A neural network from first principles

The code below was adpated from the code supplied in Andrew Ng's Coursera course on machine learning. The original code was written in Matlab/Octave and in order to further my understanding and enhance my Python skills, I ported it over to Python.

To start, various libraries are imported.

Specifically, the fmin_l_bfgs_b function will be used to optimize the cost function.


In [3]:
# Import libraries
import numpy as np
import scipy.io
import matplotlib.pyplot as plt
import math
from scipy.optimize import fmin_l_bfgs_b
from sklearn.metrics import accuracy_score
import pickle

First, we load the data. For details, please see the accompanying notebook MNIST-loader.ipynb for details.


In [4]:
# Load data
with open('./data/pickled/xtrain.pickle', 'rb') as f:
    xtrain = pickle.load(f)

with open('./data/pickled/ytrain.pickle', 'rb') as f:
    ytrain = pickle.load(f)

with open('./data/pickled/xtest.pickle', 'rb') as f:
    xtest = pickle.load(f)

with open('./data/pickled/ytest.pickle', 'rb') as f:
    ytest = pickle.load(f)

with open('./data/pickled/xval.pickle', 'rb') as f:
    xval = pickle.load(f)

with open('./data/pickled/yval.pickle', 'rb') as f:
    yval = pickle.load(f)

Now let's define some useful functions for the neural network to use. First is the sigmoid activation function:


In [5]:
# Sigmoid function
def sigmoid(z):
    return 1.0 / (1.0 + np.exp(-z))

The neural network

Below is the real meat of this notebook: the neural network funcion. The function, as defined, takes only one argument: theta. These are the weights as they are known in the moment when the function is called. At the start, these will be randomly initialized, however as the network learns these values will be changed and improved in order to minimize the cost function.

Let's walk through the basics. Firstly, the weights are provided in a "rolled" format, in other words instead of two matrices of weights, we have a single long list of weights. The first job is to "unroll" the weights into two matrices that can be efficiently used by the numpy matrix multiplication methods. To do this, we take the first (n+1)hidden (i.e. 40120 = 820) values, and reshape them into a 20X401 matrix. Next, we take the remaining 210 values (i.e. classes(hidden+1)) and reshape them into a 10X21 matrix. The n+1 and hidden+1* take into account the bias term, which I'll discuss below.

Forward propagation

Next, we perform forward propagation. This is relatively simple: we multiply the input values in the layer by the weights for that layer, sum the total and add the bias term, and then and apply the sigmoid function. Recall from the reading in week one:

$$ z = w.x+b $$$$ a = \sigma(z) = \frac{1}{(1+e^{-z})} $$

Since w.x is the dot product, it implies the sum. Basic matrix multiplication says that when multiplying two matrices that have the same internal dimension (ie number of columns in matrix one is the same as number of rows in matrix two), each element in row i of matrix one is multiplied by each element in column i of matrix two, and all of those products are summed. This value goes into the first row of the resulting matrix. Subsequently, the same is repeated for the remaining columns of the second matrix, and the first row of the output matrix is completed. This process goes on for all remaining rows in the first matrix.
:::
THE TASK. Return everything from "with open('./data/pickled/xtest.pickle', 'rb')" down to "yval = pickle.load(f)" in the neural network notebook above, copied word for word.

Excerpt from a dataset.
:::
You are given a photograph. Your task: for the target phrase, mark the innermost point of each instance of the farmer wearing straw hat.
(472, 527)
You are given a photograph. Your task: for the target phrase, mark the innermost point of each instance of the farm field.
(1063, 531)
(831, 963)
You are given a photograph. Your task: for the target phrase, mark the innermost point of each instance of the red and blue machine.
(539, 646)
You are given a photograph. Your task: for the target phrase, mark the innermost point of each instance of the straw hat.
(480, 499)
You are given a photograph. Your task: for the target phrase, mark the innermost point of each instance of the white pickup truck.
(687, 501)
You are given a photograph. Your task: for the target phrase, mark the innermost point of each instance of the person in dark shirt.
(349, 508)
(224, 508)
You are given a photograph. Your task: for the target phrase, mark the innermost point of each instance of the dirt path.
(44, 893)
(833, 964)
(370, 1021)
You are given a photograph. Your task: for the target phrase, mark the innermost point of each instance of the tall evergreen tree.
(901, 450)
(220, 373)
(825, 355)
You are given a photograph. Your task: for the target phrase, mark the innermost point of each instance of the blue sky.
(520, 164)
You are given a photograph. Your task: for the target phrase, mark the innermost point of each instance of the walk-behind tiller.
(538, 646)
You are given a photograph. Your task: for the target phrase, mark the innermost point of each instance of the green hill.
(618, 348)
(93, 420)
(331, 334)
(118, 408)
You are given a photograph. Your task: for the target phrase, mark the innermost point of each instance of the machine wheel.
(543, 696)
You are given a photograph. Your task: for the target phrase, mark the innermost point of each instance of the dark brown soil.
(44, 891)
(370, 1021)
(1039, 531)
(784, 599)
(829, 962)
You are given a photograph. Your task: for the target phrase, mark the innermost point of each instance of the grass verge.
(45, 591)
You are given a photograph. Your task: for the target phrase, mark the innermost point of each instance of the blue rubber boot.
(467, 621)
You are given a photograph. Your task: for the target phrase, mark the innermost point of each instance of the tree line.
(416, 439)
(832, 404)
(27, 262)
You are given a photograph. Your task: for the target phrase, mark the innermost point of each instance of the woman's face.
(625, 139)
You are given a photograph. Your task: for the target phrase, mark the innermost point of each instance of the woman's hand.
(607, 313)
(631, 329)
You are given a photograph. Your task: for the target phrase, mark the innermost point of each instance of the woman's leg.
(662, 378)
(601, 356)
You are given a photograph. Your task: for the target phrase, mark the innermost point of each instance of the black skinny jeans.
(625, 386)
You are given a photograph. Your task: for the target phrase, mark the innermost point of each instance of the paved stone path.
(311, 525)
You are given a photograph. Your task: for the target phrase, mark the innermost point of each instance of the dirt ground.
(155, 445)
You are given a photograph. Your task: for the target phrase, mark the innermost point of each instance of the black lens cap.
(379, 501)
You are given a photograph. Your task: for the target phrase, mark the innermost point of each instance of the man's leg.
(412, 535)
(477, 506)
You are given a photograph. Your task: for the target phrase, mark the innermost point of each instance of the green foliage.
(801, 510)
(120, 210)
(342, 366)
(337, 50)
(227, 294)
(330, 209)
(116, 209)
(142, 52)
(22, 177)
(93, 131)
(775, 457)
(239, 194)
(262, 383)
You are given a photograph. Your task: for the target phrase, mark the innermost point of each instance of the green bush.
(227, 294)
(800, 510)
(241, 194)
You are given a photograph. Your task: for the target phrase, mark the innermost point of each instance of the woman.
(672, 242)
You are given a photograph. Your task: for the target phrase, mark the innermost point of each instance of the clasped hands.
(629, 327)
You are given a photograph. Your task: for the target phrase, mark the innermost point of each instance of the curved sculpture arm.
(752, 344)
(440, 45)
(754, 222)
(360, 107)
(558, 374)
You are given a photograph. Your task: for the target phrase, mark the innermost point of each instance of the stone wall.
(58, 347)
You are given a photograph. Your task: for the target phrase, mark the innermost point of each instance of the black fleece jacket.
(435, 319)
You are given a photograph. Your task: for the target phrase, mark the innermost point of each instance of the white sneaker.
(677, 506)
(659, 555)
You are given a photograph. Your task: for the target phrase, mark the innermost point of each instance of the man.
:::
THE COMPLETED TASK.
with open('./data/pickled/xtest.pickle', 'rb') as f:
    xtest = pickle.load(f)

with open('./data/pickled/ytest.pickle', 'rb') as f:
    ytest = pickle.load(f)

with open('./data/pickled/xval.pickle', 'rb') as f:
    xval = pickle.load(f)

with open('./data/pickled/yval.pickle', 'rb') as f:
    yval = pickle.load(f)